Update the lines below by changing "broadcast frame" to "match footage" wherever it appears. Leave everything else the same.

**Source data**
-- START --

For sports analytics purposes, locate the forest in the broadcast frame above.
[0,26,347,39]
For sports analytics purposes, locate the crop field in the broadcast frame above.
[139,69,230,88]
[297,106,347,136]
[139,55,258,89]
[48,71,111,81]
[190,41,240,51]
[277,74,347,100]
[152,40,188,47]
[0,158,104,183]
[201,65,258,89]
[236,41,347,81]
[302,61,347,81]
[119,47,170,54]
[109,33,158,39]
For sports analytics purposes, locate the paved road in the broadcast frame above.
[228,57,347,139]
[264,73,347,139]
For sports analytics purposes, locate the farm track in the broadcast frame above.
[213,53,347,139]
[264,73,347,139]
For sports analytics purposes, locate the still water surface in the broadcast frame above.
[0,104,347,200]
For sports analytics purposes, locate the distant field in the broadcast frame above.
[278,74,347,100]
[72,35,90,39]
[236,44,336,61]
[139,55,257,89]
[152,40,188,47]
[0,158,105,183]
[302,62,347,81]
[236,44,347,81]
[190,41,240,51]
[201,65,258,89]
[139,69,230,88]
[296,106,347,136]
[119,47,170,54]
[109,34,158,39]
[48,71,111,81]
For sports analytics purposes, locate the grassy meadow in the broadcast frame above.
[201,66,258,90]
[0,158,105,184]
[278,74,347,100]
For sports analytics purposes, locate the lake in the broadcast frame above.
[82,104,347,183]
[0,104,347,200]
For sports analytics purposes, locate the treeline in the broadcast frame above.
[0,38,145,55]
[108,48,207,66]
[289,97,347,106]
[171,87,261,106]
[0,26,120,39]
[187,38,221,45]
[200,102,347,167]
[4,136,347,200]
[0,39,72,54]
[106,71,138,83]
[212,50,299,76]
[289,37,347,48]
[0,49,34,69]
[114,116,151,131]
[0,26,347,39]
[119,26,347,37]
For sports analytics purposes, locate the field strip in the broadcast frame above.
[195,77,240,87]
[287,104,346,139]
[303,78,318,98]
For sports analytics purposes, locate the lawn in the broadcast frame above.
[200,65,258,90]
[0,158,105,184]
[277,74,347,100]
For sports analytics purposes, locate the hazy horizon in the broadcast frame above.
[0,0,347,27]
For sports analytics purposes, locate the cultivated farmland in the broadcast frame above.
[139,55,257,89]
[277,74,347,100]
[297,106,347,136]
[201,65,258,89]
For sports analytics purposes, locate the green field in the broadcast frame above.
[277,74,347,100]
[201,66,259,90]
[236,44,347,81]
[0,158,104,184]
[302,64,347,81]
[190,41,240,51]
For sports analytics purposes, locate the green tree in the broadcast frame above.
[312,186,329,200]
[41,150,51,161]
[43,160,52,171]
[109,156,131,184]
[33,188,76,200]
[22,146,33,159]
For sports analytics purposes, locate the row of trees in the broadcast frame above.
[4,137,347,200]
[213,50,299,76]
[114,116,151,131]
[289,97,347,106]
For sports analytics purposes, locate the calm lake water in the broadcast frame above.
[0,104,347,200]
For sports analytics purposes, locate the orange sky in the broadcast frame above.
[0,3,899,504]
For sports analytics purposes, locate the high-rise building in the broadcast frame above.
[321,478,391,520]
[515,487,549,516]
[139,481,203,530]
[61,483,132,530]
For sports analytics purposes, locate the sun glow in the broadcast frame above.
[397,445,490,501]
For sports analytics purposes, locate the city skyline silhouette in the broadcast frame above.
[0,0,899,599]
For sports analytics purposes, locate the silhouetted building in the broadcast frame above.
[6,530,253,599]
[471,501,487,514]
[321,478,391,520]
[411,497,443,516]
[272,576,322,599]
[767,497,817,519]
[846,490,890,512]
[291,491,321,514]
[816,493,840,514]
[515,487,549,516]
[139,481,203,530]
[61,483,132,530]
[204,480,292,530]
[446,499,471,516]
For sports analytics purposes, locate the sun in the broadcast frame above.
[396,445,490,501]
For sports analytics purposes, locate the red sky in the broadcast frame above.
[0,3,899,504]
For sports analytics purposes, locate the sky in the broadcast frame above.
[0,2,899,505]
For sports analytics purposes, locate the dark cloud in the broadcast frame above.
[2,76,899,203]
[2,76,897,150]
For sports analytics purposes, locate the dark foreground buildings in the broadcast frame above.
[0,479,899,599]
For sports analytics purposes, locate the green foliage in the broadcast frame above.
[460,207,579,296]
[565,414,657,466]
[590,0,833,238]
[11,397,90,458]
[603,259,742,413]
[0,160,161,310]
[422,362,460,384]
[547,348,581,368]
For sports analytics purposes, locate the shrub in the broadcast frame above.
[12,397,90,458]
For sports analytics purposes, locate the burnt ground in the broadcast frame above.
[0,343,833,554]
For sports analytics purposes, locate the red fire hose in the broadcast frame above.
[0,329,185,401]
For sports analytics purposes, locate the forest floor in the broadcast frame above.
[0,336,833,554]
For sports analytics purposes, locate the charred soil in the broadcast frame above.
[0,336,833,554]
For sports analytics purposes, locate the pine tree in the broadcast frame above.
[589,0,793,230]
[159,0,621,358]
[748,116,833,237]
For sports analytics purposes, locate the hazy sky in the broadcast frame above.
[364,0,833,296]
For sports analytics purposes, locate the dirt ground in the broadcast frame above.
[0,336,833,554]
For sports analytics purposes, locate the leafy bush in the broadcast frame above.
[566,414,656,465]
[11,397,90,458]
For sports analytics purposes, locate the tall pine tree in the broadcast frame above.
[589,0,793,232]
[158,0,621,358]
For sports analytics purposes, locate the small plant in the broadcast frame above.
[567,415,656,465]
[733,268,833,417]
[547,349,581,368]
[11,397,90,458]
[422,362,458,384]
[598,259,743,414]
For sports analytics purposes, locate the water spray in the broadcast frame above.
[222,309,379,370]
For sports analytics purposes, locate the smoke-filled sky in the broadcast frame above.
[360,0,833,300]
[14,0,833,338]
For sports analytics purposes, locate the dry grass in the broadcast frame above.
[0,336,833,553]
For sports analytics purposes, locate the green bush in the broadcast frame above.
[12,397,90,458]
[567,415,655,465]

-- END --

**Complete response**
For sports analytics purposes, locate the forest in the match footage above.
[0,26,347,39]
For sports analytics purposes, locate the crop field in the match footage above.
[139,69,230,88]
[297,106,347,136]
[139,55,258,89]
[48,71,111,81]
[190,41,240,51]
[277,74,347,100]
[152,40,188,47]
[0,158,104,183]
[201,65,258,89]
[236,41,347,81]
[302,61,347,81]
[119,47,170,54]
[109,33,158,39]
For sports analytics purposes, locate the paved road in the match footage above.
[228,57,347,139]
[264,73,347,139]
For sports analytics purposes, locate the farm track in the match footage above.
[213,53,347,139]
[264,73,347,139]
For sports analytics purposes, locate the still water surface in the match footage above.
[0,104,347,200]
For sports analytics purposes, locate the distant field in the match footage above.
[278,74,347,100]
[72,35,90,39]
[236,44,336,61]
[139,55,257,89]
[152,40,188,47]
[0,158,105,183]
[302,62,347,81]
[236,44,347,81]
[190,41,240,51]
[201,65,258,89]
[139,69,230,88]
[296,106,347,136]
[119,47,170,54]
[109,34,158,39]
[48,71,111,81]
For sports analytics purposes, locate the grassy meadow in the match footage above.
[201,66,258,90]
[0,158,105,184]
[278,74,347,100]
For sports analytics purposes, locate the lake in the match footage above.
[82,104,347,183]
[0,104,347,200]
For sports analytics purposes, locate the treeline in the match footage above.
[0,38,145,55]
[108,48,207,66]
[289,97,347,106]
[171,87,261,106]
[0,26,120,39]
[187,38,221,45]
[200,102,347,167]
[4,136,347,200]
[0,39,72,54]
[106,71,138,83]
[212,50,299,76]
[289,37,347,48]
[0,49,34,69]
[114,116,151,131]
[0,26,347,39]
[119,26,347,37]
For sports analytics purposes, locate the field strip in the match footage above.
[195,77,240,87]
[287,104,346,139]
[303,78,318,98]
For sports analytics purposes, locate the lawn in the match footage above.
[200,65,258,90]
[0,158,105,184]
[277,74,347,100]
For sports analytics purposes, locate the hazy horizon in the match footage above.
[0,0,347,27]
For sports analytics purposes, locate the cultivated farmland in the match footage above.
[139,55,257,89]
[277,74,347,100]
[297,106,347,136]
[201,65,258,89]
For sports analytics purposes, locate the green field in the match footage above.
[277,74,347,100]
[201,66,259,90]
[236,44,347,81]
[0,158,104,184]
[302,64,347,81]
[190,41,240,51]
For sports analytics purposes, locate the green tree in the match footage above.
[312,186,329,200]
[41,150,51,161]
[43,160,52,171]
[109,156,131,184]
[33,188,76,200]
[22,146,33,159]
For sports analytics purposes, locate the row of trees in the match footage above.
[4,137,347,200]
[213,50,299,76]
[114,116,151,131]
[289,97,347,106]
For sports analytics purposes, locate the calm lake water in the match footage above.
[0,104,347,200]
For sports analytics purposes, locate the orange sky in the match footage above.
[0,3,899,504]
For sports analytics purposes, locate the high-rise building in the match footage above.
[321,478,391,520]
[515,487,549,516]
[139,481,203,530]
[61,483,132,530]
For sports analytics purposes, locate the sun glow in the match footage above.
[397,445,490,501]
For sports analytics purposes, locate the city skyline silhouette in the match footage above.
[0,0,899,599]
For sports analytics purposes, locate the silhouetted building in the match footage above.
[6,530,253,599]
[471,501,487,514]
[321,478,391,520]
[411,497,443,516]
[272,576,322,599]
[767,497,817,519]
[846,490,890,512]
[291,491,321,514]
[816,493,840,514]
[515,487,549,516]
[139,481,203,530]
[61,483,132,530]
[204,480,292,530]
[446,499,471,516]
For sports analytics purposes, locate the sun in the match footage above.
[396,445,490,501]
For sports analytics purposes, locate the red sky in the match footage above.
[0,3,899,504]
For sports analytics purposes, locate the sky in the match footage above.
[0,2,899,505]
For sports analytics purposes, locate the dark cloud in the match footage above.
[2,76,899,203]
[2,76,897,150]
For sports analytics purposes, locate the dark foreground buildings in the match footage above.
[0,479,899,599]
For sports analytics purposes, locate the green foliage in the match footage above.
[460,207,579,296]
[565,414,657,466]
[590,0,833,238]
[11,397,90,458]
[603,259,742,413]
[0,160,161,310]
[422,362,460,384]
[547,348,581,368]
For sports analytics purposes, locate the shrub in the match footage above.
[12,397,90,458]
For sports analytics purposes, locate the burnt ground in the match footage above.
[0,343,833,554]
For sports analytics purposes, locate the red fire hose in the match footage above.
[0,329,185,401]
For sports analytics purposes, locate the forest floor in the match footage above.
[0,336,833,554]
For sports analytics purposes, locate the charred soil in the match footage above.
[0,336,833,554]
For sports analytics purposes, locate the pine tree in the match footage above.
[589,0,793,230]
[159,0,621,358]
[748,116,833,237]
For sports analytics purposes, locate the hazy sky in the match footage above.
[364,0,833,296]
For sports analytics purposes, locate the dirt ground in the match footage above.
[0,336,833,554]
For sports analytics purposes, locate the leafy bush in the match footage above.
[566,414,656,465]
[11,397,90,458]
For sports analytics purposes, locate the tall pine tree in the match footage above.
[589,0,793,232]
[158,0,621,358]
For sports analytics purposes, locate the small plant in the match footage above.
[567,415,656,465]
[733,268,833,417]
[547,349,581,368]
[11,397,90,458]
[422,362,458,384]
[598,259,743,414]
For sports analytics purposes, locate the water spray in the match footage above.
[222,309,379,370]
For sports analytics purposes, locate the smoke-filled sky in the match footage above.
[360,0,833,300]
[14,0,833,338]
For sports analytics purposes, locate the dry grass in the match footage above.
[0,336,833,553]
For sports analytics purposes, locate the green bush in the match footage above.
[12,397,90,458]
[567,415,655,465]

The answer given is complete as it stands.